● **TASK REQUIREMENTS**
Would you repeat the listing exactly, without any of its images?

*** Opening of SUPPLIED RECORDS ***

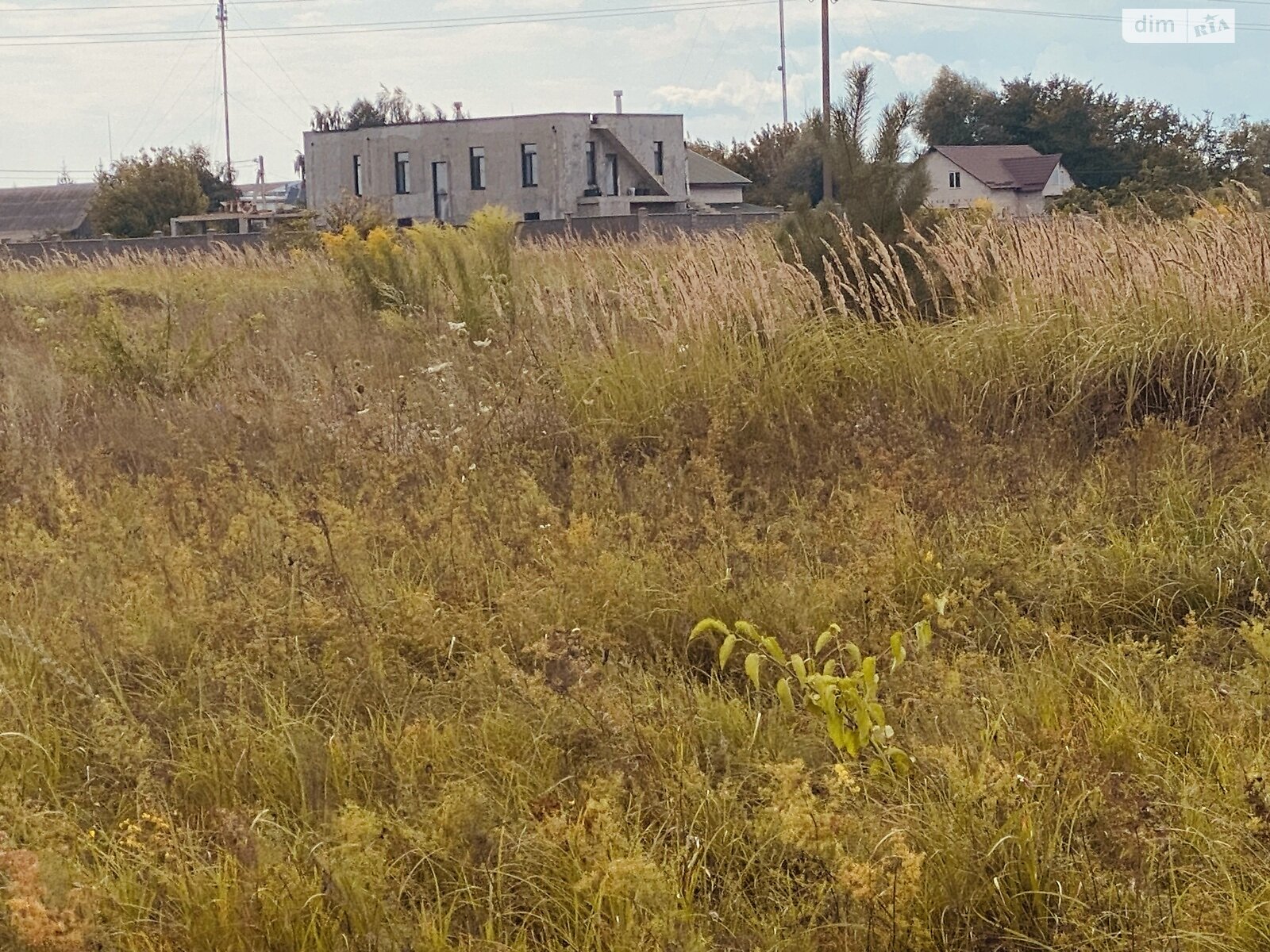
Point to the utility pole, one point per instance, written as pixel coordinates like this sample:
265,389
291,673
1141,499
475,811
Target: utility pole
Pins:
785,89
222,18
825,102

*** Close of SUPPLIED RECORDS ***

● **WRITTEN SOLUTION**
Point to the utility pole, one point per instance, written as pixel coordinates like this sample:
265,389
291,673
1141,499
475,811
Target: utility pole
Pins:
785,89
222,18
825,102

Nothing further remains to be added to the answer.